[Point localization data]
★ ★ ★ ★

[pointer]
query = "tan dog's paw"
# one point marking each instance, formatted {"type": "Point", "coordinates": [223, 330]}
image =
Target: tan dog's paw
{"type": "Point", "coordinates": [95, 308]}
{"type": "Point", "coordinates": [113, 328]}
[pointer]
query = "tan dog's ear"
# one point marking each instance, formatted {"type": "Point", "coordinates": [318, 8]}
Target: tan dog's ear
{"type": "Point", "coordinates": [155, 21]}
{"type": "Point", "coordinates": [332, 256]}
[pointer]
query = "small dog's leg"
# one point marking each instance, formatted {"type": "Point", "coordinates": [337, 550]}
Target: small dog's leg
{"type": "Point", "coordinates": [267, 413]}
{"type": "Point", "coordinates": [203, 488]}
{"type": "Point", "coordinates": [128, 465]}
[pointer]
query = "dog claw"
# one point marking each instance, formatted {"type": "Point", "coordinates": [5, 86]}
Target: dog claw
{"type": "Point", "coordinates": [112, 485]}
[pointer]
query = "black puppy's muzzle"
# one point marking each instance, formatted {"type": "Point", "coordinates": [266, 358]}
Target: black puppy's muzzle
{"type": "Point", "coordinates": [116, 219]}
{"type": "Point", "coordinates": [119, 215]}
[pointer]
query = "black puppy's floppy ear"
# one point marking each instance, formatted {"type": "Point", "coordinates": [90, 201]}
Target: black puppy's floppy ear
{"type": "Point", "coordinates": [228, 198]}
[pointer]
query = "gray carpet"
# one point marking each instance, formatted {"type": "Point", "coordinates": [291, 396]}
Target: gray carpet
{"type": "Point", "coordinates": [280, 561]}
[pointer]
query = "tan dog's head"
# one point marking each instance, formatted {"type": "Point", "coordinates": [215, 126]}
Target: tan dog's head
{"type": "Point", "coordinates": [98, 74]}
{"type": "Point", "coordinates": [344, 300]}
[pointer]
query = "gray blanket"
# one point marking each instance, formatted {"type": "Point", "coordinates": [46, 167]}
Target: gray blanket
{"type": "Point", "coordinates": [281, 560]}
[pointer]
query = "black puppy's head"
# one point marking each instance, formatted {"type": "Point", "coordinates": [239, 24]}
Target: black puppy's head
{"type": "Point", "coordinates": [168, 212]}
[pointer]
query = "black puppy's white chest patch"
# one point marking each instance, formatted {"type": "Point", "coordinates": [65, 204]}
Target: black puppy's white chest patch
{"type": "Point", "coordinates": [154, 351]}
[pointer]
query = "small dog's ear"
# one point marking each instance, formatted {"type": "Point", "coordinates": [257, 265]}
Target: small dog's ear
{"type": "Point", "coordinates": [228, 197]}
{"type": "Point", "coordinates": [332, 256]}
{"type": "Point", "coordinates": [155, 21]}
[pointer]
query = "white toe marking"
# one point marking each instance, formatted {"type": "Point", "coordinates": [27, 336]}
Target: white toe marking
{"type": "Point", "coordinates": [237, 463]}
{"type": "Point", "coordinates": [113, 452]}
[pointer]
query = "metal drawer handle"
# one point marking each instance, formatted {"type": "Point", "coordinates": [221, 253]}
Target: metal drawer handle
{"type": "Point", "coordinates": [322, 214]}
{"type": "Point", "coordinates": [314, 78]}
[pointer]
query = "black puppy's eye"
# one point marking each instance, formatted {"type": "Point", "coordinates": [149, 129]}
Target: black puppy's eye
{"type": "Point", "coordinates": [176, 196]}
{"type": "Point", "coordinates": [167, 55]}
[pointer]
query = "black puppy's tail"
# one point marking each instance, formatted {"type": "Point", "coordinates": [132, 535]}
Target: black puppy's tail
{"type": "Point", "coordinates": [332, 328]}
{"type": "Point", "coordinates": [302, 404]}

★ ★ ★ ★

Work instructions
This calls for repeating all of the records, character for character.

Finished task
[pointer]
query = "tan dog's paw"
# one point marking each instance, formatted {"type": "Point", "coordinates": [223, 330]}
image =
Target: tan dog's paw
{"type": "Point", "coordinates": [95, 308]}
{"type": "Point", "coordinates": [113, 328]}
[pointer]
query = "tan dog's ear"
# one point marking each instance, formatted {"type": "Point", "coordinates": [318, 8]}
Target: tan dog's ear
{"type": "Point", "coordinates": [155, 21]}
{"type": "Point", "coordinates": [332, 256]}
[pointer]
query = "small dog's leg"
# one point marking each instance, formatted {"type": "Point", "coordinates": [337, 550]}
Target: small dog's leg
{"type": "Point", "coordinates": [267, 413]}
{"type": "Point", "coordinates": [203, 488]}
{"type": "Point", "coordinates": [128, 465]}
[pointer]
query = "dog claw"
# one point marking each instance, formatted {"type": "Point", "coordinates": [5, 86]}
Target: dog claw
{"type": "Point", "coordinates": [112, 485]}
[pointer]
query = "black puppy's muzzle"
# one point marking each instance, formatted {"type": "Point", "coordinates": [266, 358]}
Target: black puppy's muzzle
{"type": "Point", "coordinates": [116, 219]}
{"type": "Point", "coordinates": [119, 215]}
[pointer]
query = "black puppy's floppy ear"
# one point marking each instance, formatted {"type": "Point", "coordinates": [90, 201]}
Target: black puppy's floppy ear
{"type": "Point", "coordinates": [228, 198]}
[pointer]
query = "gray carpet"
# one point marking each instance, formatted {"type": "Point", "coordinates": [291, 396]}
Target: gray carpet
{"type": "Point", "coordinates": [280, 561]}
[pointer]
query = "tan dog's head"
# one point marking each instance, formatted {"type": "Point", "coordinates": [215, 126]}
Target: tan dog's head
{"type": "Point", "coordinates": [98, 74]}
{"type": "Point", "coordinates": [344, 300]}
[pointer]
query = "gray blanket"
# one point marking each instance, formatted {"type": "Point", "coordinates": [46, 167]}
Target: gray blanket
{"type": "Point", "coordinates": [281, 560]}
[pointer]
query = "black puppy's head"
# one point marking each instance, formatted {"type": "Point", "coordinates": [239, 24]}
Target: black puppy's head
{"type": "Point", "coordinates": [168, 212]}
[pointer]
query = "black puppy's white chest patch"
# one point marking each instance, formatted {"type": "Point", "coordinates": [65, 204]}
Target: black puppy's white chest patch
{"type": "Point", "coordinates": [154, 351]}
[pointer]
query = "small dog's ear"
# one point marking each instance, formatted {"type": "Point", "coordinates": [257, 265]}
Target: small dog's ear
{"type": "Point", "coordinates": [228, 197]}
{"type": "Point", "coordinates": [332, 256]}
{"type": "Point", "coordinates": [155, 21]}
[pointer]
query = "white toe marking"
# one point marking each instance, formatted {"type": "Point", "coordinates": [27, 336]}
Target: white toe marking
{"type": "Point", "coordinates": [237, 463]}
{"type": "Point", "coordinates": [113, 452]}
[pointer]
query = "metal drawer handle"
# one point marking each instance, formatted {"type": "Point", "coordinates": [221, 253]}
Target: metal drawer handle
{"type": "Point", "coordinates": [322, 214]}
{"type": "Point", "coordinates": [314, 78]}
[pointer]
query = "black puppy's eye"
# one point marking each instance, formatted {"type": "Point", "coordinates": [149, 129]}
Target: black puppy's eye
{"type": "Point", "coordinates": [176, 196]}
{"type": "Point", "coordinates": [167, 55]}
[pointer]
query = "black puppy's tail"
# one point marking each instance, formatted {"type": "Point", "coordinates": [132, 535]}
Target: black puppy's tail
{"type": "Point", "coordinates": [332, 328]}
{"type": "Point", "coordinates": [302, 404]}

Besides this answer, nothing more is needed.